▶ DATASET ENTRIES
[Start of section]
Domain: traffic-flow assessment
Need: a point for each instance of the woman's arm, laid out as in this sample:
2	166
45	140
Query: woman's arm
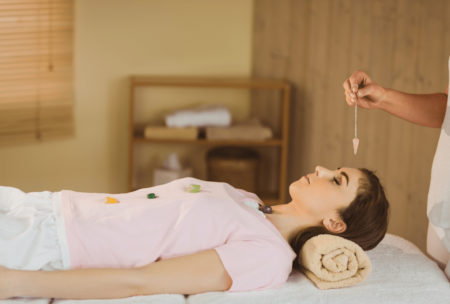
191	274
423	109
426	110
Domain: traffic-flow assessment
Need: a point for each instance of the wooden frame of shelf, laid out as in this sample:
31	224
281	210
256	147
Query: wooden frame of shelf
232	83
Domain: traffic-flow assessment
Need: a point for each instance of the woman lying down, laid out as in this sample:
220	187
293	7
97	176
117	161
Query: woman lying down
165	239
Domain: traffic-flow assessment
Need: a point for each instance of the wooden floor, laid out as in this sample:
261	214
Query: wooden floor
316	45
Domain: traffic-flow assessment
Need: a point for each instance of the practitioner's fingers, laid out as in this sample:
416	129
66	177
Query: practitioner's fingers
353	84
358	78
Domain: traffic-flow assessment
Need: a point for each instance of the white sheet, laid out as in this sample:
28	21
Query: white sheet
401	274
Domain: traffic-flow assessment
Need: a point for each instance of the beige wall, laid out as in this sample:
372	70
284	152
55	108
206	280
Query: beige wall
401	44
115	39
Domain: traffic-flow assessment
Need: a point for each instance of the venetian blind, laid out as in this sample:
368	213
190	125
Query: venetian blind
36	70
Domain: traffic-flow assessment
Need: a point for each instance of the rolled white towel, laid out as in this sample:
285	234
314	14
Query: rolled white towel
202	116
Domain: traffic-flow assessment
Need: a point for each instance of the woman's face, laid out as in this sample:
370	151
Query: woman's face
321	193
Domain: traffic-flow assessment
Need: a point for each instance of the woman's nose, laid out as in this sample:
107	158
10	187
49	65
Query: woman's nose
321	171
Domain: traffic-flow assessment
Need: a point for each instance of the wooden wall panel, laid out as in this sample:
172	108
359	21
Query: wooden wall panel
316	45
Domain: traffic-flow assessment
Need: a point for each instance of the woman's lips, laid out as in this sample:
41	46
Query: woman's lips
307	179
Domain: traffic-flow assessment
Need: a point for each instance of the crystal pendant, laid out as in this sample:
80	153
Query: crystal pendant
355	145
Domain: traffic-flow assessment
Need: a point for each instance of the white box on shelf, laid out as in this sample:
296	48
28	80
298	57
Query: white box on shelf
164	176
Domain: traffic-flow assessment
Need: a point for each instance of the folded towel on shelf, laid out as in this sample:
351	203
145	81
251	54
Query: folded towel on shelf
250	130
161	132
202	116
331	261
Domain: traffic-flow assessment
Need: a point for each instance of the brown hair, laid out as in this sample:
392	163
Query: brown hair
366	217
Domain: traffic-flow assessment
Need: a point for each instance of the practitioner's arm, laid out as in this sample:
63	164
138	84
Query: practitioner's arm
423	109
191	274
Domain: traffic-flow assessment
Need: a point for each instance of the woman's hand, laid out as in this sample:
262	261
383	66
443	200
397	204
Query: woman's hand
7	285
369	94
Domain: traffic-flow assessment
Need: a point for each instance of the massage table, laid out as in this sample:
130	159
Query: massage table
401	274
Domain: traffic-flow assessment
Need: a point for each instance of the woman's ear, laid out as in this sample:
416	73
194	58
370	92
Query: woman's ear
334	226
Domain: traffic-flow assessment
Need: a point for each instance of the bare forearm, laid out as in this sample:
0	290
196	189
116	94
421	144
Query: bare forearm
77	283
423	109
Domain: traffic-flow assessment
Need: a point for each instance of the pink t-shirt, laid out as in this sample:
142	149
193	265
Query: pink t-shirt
137	231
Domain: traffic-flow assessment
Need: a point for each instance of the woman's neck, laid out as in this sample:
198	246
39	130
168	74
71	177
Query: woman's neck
289	220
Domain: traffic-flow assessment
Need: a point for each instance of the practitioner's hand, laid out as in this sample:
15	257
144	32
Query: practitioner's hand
7	288
369	94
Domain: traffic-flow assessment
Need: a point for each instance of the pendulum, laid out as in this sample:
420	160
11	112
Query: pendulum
265	209
355	140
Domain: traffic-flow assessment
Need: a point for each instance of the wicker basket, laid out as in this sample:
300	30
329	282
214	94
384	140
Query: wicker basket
234	165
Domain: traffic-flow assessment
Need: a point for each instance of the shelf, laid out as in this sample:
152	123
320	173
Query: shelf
244	83
136	134
271	142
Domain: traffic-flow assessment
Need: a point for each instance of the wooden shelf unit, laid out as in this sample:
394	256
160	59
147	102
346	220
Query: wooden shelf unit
232	83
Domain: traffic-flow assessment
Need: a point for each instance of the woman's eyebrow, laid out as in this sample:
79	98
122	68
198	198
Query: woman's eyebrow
345	174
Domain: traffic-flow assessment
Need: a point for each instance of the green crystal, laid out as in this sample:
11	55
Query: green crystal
192	188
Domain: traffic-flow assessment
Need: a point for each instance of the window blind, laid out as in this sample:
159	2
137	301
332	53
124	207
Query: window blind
36	70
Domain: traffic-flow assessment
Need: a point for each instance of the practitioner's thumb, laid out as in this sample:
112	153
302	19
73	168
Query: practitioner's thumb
367	90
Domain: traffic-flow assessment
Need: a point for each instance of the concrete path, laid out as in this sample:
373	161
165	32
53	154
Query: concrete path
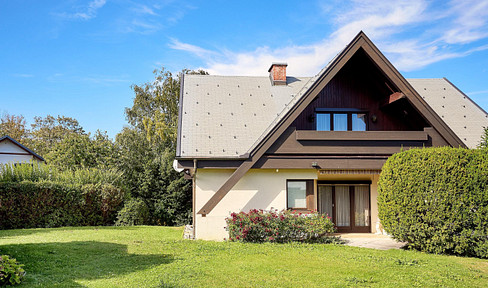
368	240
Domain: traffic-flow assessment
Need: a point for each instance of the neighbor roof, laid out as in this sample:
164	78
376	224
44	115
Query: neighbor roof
225	116
6	137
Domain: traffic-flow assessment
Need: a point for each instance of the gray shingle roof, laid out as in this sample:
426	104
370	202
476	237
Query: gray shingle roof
222	116
226	116
458	111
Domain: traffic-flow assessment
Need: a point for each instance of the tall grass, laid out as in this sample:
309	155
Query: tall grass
39	172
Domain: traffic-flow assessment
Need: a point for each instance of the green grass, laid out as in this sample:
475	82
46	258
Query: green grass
158	257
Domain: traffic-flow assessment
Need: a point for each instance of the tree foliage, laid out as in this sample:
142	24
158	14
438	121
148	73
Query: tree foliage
147	149
82	151
14	126
47	131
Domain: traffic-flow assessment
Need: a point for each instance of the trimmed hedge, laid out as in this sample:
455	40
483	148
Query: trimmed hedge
29	204
281	227
436	199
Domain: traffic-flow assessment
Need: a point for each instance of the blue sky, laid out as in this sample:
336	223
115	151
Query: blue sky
80	58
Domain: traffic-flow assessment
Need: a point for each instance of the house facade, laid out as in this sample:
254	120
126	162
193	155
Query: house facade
316	143
12	151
[End of section]
▶ ASSIGNMENT
Please restate each entry exactly, but drop any picture it holds.

▶ ANSWER
Domain: traffic-flow assessment
Need: a point for each instance of the woman's arm, laid out as in this sample:
2	166
45	140
Query: woman's arm
191	274
423	109
426	110
Domain: traffic-flow assessment
Need: a point for each instance of the wooden frame of shelf, laid out as in this sample:
31	224
281	210
256	147
Query: wooden frame of shelf
232	83
Domain: traffic-flow assessment
Need: a point for each instance of the woman lying down, laid out as in this sample:
220	187
293	7
97	176
117	161
Query: woman lying down
165	239
Domain: traffic-flow assessment
Need: a point for each instance of the wooden floor, laid out as in this sample:
261	214
Query: wooden floor
316	45
Domain: traffic-flow assessment
Need: a point for each instance of the practitioner's fingers, laid out as in this sample:
416	129
66	177
Query: practitioner's fingers
353	84
358	78
Domain: traffic-flow assessment
Need: a point for each instance of the white sheet, laid out as in this sample:
28	21
Query: white sheet
401	274
Domain: traffic-flow assessment
Need: a point for each instance of the beige wall, laid out as in this sample:
372	70
284	152
55	108
206	280
Query: beige wall
401	44
115	39
Domain: traffic-flow assessment
Need: a point for each instance of the venetian blind, laid out as in this sample:
368	213
190	125
Query: venetian blind
36	70
Domain: traffic-flow assessment
Need: a point for each instance of the rolled white towel, laid out as in this sample:
285	234
314	14
Query: rolled white towel
202	116
Domain: traffic-flow assessment
Need: a point for each instance of the woman's face, laid out as in this sample:
370	151
Query: woman's face
321	193
Domain: traffic-flow assessment
Need: a point for each instance of the woman's nose, laid out as in this sample:
107	158
10	187
49	65
Query: woman's nose
321	171
Domain: traffic-flow assessment
Need: a point for each instance of the wooden wall panel, laid out as in this sample:
172	108
359	21
Query: wooden wall panel
316	45
Domain: traffic-flow assessment
Need: a point for each instance of the woman's lips, laid out as in this sample:
41	46
Query: woman's lips
307	179
Domain: traffic-flow assessment
Need: a point for each instance of the crystal pendant, laid out as in this sample:
80	153
Query: crystal pendant
355	145
Domain: traffic-flow assessment
Need: a point for each instance of the white box on shelf, laid out as in this sample:
296	48
28	80
298	57
Query: white box on shelf
164	176
Domain: traffic-flow assessment
Need: a point for each instance of the folded towel on shelf, laid out as in this sample:
351	203
145	81
251	54
Query: folded towel on shelf
250	130
161	132
202	116
331	261
Domain: traffic-flow assessment
Need: a point for each instance of the brown hair, laid out as in this sample:
392	163
Query: brown hair
366	217
Domain: traffic-flow assessment
Need: a point for each instance of the practitioner's arm, laid out as in this sample:
63	164
138	84
Query: practitioner's arm
423	109
191	274
Domain: traffic-flow assessment
Need: a point for each instance of the woman's hand, laid out as in this sample:
262	261
383	66
443	200
397	204
Query: woman's hand
7	285
369	94
Domain: traffic-flow assessment
Need: a point for each instance of the massage table, laid out as in this sample:
130	159
Query: massage table
401	274
Domain: traffic-flow assessment
Need: a point for each instance of the woman's ear, laid out as in this sample:
416	73
194	58
370	92
Query: woman's ear
334	226
Domain: traffic-flow assessment
Need: a point for each instance of the bare forearm, laid out as in this sample:
0	290
196	189
116	94
421	144
Query: bare forearm
77	283
423	109
Domain: traffic-flow assessment
Need: a point for each instance of the pink t-shirt, laid out as in this sample:
142	149
193	265
Query: pink t-shirt
137	231
Domain: traffic-flow assessment
Need: a point for each instance of the woman's neck, laid out as in this sample:
198	246
39	130
168	74
71	177
Query: woman's neck
289	220
Domain: traffic-flow assessment
Need: a point for each instance of the practitioner's hand, laid out as in this sample:
15	257
144	32
Query: practitioner's hand
7	288
369	94
Domain: traffic-flow assessment
Need: a point for each instance of the pendulum, laid out as in this sample:
420	160
11	112
Query: pendulum
265	209
355	140
Domain: traffic-flow assessment
Need: a point for each instance of the wicker basket, laid out as in this sample:
300	30
329	282
214	94
384	140
Query: wicker basket
234	165
Domain: traffic-flow assessment
Need: a point for each instance of the shelf, laid out as in this sample:
152	123
320	173
Query: shelf
244	83
136	134
271	142
Domain: traffic-flow assessment
Need: a point for each instance of the wooden shelf unit, laid out as in this sample:
394	256
160	59
147	102
346	220
Query: wooden shelf unit
232	83
Domain: traffic-flow assessment
Need: a point for each instance of the woman's eyebrow, laid out as in this sample:
79	98
122	68
198	198
Query: woman's eyebrow
345	174
Domain: traffic-flow assessment
Need: a point for each instance of the green crystal, laid out as in this sample:
11	55
Query: green crystal
192	188
Domain: traffic-flow assessment
Need: a point for each instance of the window blind, laid out as in this sample:
159	2
137	301
332	53
124	207
Query: window blind
36	70
Domain: traffic-flow assessment
Need: a point for each instance of the practitioner's thumb, laid out as in this sample:
112	153
302	19
73	168
Query: practitioner's thumb
367	90
Domain: traffic-flow assessment
Need: a point for each instance of the concrete path, laid out as in this sample:
373	161
165	32
53	154
Query: concrete path
368	240
Domain: traffic-flow assessment
Need: a point for each instance of the neighbor roof, laid out as in this sample:
164	78
376	224
44	115
Query: neighbor roof
225	116
6	137
Domain: traffic-flow assessment
Need: a point for each instance of the gray shingle roof, laid out as in this sample:
426	104
370	202
476	237
Query: gray shingle roof
222	116
226	116
458	111
Domain: traffic-flow assessment
Need: a point for each instance of the tall grass, laid out as in this sample:
309	155
Query: tall grass
39	172
Domain: traffic-flow assessment
Need: a point for each instance of the green grass, laid out as in this sample:
475	82
46	258
Query: green grass
158	257
Domain: traffic-flow assessment
Need: a point for each instance of the tree foliage, laid out as in this sample:
142	24
158	14
438	121
148	73
Query: tree foliage
147	149
82	151
14	126
47	131
Domain: traffic-flow assessment
Need: a point for each instance of the trimmed hedge, laid out as in this sample:
455	40
483	148
Query: trimmed hedge
29	204
281	227
436	199
Domain: traffic-flow assessment
Need: a point for each instance of the blue sky, laid out as in this sample:
336	223
115	151
Query: blue sky
80	58
Domain: traffic-flow assessment
Need: a point for each instance of the house facade, laid out as in this sample:
254	120
126	162
193	155
Query: house facade
316	143
12	151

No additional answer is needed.